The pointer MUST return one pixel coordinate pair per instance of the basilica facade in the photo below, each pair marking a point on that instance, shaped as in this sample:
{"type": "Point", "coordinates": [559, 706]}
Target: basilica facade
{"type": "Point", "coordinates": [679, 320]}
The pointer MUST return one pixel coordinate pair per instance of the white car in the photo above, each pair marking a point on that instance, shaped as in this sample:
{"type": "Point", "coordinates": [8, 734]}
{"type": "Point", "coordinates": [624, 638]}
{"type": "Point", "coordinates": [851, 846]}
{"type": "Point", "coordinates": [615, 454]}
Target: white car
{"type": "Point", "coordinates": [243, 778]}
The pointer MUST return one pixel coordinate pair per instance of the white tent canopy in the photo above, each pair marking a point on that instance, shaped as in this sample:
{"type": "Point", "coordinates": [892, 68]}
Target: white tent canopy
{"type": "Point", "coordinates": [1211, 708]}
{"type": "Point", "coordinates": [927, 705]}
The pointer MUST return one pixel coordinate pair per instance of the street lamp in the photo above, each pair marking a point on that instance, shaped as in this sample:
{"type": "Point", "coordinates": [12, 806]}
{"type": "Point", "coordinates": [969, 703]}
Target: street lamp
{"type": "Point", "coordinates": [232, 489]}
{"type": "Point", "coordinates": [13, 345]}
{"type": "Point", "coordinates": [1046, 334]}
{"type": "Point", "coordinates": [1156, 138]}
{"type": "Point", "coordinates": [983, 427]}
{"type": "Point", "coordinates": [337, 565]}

* * *

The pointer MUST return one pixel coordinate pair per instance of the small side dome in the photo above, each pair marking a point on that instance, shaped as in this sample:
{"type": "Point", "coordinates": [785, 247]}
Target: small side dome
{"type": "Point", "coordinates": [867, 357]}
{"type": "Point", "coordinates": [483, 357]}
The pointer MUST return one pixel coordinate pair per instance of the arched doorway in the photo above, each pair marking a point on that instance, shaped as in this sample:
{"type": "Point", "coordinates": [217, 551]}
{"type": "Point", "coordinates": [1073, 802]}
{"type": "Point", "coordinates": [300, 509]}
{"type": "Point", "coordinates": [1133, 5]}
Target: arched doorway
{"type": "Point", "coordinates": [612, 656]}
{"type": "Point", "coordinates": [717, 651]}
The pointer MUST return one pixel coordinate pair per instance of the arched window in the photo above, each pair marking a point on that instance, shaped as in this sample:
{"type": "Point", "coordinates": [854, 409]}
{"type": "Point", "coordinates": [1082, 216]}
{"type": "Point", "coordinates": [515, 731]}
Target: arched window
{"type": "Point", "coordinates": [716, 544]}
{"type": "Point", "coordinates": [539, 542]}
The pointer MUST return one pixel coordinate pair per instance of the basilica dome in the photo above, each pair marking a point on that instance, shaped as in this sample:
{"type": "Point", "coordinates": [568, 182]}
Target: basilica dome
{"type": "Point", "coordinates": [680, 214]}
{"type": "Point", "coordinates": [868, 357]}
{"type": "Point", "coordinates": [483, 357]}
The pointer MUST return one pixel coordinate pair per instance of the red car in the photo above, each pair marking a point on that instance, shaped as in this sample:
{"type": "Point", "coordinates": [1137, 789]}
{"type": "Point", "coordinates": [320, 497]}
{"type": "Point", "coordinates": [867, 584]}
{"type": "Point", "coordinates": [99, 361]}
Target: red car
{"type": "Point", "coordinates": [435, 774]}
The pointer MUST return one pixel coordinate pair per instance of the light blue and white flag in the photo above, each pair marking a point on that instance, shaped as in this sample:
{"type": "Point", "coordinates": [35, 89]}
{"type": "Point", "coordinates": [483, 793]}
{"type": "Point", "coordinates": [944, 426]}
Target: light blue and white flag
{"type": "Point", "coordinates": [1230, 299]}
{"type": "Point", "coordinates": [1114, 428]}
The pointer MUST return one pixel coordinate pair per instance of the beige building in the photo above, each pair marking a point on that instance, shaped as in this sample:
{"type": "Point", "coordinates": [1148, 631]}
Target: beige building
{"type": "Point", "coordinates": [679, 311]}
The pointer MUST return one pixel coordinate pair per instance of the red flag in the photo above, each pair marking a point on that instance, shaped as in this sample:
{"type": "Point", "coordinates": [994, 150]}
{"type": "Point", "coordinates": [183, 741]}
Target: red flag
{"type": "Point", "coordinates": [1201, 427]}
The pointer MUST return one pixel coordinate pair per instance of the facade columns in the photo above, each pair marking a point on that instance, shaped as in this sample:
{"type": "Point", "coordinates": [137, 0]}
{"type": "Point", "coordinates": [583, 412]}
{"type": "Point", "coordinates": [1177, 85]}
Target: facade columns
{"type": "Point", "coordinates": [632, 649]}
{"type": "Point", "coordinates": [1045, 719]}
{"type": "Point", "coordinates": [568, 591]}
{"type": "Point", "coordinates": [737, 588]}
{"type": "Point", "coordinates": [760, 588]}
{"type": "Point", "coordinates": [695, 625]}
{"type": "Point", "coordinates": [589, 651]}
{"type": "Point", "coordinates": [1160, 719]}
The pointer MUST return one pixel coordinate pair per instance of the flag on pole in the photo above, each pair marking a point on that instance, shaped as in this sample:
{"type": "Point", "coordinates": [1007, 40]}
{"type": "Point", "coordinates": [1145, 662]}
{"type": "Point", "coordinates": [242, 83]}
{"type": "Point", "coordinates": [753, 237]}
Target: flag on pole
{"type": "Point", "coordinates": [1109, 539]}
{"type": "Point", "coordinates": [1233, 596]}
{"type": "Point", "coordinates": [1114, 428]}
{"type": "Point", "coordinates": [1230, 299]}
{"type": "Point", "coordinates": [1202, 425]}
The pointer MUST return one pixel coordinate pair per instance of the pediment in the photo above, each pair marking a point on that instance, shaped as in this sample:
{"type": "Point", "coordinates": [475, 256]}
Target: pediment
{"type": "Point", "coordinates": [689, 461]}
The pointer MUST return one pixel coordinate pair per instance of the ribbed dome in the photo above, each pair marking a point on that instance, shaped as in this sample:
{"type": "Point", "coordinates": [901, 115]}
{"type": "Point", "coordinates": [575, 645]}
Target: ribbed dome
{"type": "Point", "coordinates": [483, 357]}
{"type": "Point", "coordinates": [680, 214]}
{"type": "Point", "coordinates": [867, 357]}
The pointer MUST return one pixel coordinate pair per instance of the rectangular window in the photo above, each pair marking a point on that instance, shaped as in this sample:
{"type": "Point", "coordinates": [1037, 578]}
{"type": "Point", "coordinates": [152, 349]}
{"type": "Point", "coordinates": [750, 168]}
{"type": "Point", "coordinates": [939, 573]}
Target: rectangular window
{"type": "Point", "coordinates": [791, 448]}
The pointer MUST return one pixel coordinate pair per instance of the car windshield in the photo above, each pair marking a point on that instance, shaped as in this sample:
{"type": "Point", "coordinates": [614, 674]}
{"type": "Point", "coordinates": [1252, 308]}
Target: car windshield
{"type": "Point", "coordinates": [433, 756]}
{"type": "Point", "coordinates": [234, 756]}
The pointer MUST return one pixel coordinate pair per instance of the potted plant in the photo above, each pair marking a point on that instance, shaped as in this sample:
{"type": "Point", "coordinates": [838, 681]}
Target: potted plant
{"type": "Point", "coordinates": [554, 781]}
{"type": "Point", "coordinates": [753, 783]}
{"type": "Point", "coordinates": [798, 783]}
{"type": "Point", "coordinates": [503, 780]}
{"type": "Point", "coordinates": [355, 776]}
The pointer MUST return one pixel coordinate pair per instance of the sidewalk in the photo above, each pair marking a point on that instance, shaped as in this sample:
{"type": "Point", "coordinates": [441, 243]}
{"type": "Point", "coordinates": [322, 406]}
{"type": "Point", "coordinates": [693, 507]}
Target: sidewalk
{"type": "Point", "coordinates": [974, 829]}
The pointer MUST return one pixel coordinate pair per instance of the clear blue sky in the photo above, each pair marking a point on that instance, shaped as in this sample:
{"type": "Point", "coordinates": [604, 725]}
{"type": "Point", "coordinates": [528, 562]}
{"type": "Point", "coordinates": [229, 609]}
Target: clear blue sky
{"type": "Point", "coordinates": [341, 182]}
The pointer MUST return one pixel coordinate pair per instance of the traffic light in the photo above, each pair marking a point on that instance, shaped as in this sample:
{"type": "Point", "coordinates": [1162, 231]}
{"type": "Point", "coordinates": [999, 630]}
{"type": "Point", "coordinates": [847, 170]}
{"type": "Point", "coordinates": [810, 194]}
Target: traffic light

* [EXERCISE INSTRUCTIONS]
Locate every line in the data above that contains the string "pole", and copy each of those lines.

* [SOLVED PROBLEM]
The pointer MUST return one pixel coordinate pair per instance of the flag on pole in the photo above, each pair marking a point on that instance, shaped as in this sample:
Target: flag on pole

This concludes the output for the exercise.